Entries provided: Begin
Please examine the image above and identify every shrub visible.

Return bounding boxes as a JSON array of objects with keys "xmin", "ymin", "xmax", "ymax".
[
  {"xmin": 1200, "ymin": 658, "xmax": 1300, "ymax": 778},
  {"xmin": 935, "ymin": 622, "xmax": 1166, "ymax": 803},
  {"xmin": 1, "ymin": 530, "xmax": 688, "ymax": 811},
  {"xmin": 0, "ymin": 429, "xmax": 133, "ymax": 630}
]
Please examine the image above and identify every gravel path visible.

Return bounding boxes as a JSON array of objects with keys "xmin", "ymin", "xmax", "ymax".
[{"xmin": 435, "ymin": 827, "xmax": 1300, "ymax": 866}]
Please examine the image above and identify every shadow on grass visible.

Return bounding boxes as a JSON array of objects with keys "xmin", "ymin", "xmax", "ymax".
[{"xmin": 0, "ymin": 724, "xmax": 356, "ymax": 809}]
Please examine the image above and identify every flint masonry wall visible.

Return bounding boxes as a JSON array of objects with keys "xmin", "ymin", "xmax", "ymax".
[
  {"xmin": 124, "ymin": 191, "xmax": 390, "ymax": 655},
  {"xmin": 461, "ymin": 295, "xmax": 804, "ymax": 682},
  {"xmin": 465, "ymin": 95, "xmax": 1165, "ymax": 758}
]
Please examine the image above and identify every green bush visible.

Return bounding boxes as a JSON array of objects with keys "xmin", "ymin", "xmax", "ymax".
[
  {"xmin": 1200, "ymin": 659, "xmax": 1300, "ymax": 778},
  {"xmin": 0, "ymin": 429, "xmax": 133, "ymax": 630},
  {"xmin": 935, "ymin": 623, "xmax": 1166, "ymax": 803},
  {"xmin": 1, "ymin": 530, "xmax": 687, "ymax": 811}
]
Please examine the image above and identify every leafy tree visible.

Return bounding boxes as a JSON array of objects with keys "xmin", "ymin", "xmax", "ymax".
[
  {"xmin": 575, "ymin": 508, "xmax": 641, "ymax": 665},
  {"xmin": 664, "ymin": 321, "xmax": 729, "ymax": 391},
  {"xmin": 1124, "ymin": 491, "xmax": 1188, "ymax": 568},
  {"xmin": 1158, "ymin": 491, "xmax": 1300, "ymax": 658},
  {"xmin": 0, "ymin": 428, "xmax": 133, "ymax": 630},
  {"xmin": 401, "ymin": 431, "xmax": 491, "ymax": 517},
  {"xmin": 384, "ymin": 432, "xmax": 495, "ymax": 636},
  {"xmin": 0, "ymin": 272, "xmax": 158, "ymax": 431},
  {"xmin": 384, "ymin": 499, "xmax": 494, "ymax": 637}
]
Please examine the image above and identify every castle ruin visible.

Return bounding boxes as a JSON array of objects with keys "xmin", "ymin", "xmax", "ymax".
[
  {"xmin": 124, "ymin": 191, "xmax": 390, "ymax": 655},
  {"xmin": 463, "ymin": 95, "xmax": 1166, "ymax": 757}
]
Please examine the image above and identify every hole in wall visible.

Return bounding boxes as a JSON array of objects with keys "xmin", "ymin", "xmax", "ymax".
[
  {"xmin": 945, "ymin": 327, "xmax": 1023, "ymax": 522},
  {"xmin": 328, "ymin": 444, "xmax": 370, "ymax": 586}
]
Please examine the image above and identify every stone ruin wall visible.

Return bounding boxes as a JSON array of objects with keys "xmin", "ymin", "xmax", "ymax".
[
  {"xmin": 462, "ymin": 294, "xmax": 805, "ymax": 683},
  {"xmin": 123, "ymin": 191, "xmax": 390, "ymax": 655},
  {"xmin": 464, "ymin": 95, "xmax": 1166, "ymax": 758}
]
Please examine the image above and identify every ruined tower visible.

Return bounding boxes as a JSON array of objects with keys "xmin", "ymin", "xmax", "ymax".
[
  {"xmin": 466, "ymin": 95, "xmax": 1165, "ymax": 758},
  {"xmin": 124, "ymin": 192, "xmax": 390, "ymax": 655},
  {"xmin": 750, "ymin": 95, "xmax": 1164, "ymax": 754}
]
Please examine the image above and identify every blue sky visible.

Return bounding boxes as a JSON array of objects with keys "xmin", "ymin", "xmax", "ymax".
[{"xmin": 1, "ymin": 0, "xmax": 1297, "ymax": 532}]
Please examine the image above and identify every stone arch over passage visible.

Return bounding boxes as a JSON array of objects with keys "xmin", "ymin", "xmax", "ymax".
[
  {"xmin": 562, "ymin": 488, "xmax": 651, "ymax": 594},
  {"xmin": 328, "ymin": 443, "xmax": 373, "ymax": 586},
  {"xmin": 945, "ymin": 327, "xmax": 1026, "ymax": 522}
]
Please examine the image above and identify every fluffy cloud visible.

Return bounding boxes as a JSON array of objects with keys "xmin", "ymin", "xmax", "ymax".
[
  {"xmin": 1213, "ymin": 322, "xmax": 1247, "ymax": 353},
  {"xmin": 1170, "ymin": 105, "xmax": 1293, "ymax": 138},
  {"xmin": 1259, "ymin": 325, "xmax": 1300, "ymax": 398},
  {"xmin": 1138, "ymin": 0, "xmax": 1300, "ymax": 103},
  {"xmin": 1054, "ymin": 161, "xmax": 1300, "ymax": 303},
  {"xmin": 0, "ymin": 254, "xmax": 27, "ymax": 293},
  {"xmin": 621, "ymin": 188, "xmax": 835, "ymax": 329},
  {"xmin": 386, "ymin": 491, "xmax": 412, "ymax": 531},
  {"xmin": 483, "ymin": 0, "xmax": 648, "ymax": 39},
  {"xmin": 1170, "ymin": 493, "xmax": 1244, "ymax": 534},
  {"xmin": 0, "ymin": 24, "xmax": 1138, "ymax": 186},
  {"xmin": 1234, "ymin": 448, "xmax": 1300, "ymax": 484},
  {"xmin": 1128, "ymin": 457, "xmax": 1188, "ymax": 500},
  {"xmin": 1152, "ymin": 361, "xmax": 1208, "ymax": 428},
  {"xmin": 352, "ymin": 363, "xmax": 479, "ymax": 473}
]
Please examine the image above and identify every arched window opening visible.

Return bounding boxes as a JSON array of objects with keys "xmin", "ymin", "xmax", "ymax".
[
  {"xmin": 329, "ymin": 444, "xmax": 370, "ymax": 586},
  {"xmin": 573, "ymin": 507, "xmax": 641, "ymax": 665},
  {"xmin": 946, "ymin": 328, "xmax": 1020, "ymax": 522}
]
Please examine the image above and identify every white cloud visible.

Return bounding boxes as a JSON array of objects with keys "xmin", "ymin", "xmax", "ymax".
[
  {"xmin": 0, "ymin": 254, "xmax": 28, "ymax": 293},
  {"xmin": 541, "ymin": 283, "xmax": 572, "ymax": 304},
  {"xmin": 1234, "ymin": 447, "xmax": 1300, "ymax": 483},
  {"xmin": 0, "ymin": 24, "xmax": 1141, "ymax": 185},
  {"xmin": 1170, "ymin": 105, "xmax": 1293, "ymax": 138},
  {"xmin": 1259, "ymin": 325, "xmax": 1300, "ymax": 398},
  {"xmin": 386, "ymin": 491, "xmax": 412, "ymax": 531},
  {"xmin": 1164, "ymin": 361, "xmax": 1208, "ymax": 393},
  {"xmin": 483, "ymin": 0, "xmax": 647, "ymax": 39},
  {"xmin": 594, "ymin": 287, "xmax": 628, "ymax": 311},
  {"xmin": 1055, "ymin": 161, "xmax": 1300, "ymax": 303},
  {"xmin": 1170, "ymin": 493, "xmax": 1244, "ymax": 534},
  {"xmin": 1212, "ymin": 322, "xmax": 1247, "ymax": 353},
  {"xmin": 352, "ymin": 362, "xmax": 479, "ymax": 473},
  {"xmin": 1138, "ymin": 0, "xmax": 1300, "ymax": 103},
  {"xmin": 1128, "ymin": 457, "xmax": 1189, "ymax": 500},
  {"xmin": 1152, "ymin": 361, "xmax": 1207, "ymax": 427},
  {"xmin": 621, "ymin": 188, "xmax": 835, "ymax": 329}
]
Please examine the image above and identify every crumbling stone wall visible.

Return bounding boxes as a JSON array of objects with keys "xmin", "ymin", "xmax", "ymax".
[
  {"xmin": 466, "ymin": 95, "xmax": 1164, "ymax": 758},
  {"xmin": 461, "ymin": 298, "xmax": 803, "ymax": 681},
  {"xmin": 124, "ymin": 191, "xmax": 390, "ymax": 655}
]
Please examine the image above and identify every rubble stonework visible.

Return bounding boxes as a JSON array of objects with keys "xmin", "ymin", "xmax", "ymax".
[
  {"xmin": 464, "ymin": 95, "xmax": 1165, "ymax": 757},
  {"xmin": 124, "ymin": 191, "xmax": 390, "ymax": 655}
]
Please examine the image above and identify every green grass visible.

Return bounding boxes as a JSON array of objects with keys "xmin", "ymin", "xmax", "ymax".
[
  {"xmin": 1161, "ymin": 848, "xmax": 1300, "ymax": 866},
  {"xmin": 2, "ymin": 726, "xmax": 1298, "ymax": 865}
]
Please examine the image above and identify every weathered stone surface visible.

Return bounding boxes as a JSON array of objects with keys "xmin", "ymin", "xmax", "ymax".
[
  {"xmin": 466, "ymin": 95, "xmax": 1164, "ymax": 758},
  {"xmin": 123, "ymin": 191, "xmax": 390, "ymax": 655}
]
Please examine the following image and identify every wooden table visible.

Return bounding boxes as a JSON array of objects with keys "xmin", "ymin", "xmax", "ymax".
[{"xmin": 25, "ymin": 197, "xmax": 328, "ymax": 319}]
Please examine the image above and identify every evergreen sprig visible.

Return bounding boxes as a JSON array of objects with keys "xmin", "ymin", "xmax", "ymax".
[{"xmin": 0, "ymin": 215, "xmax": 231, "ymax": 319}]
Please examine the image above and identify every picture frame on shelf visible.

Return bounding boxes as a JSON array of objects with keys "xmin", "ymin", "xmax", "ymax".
Entries provided: End
[Your task]:
Within the lines above, find those holding the word "grass" and copy them.

[Written solution]:
Please examine the image above and identify every shadow on grass visible.
Please examine the image above and identify every green grass visible.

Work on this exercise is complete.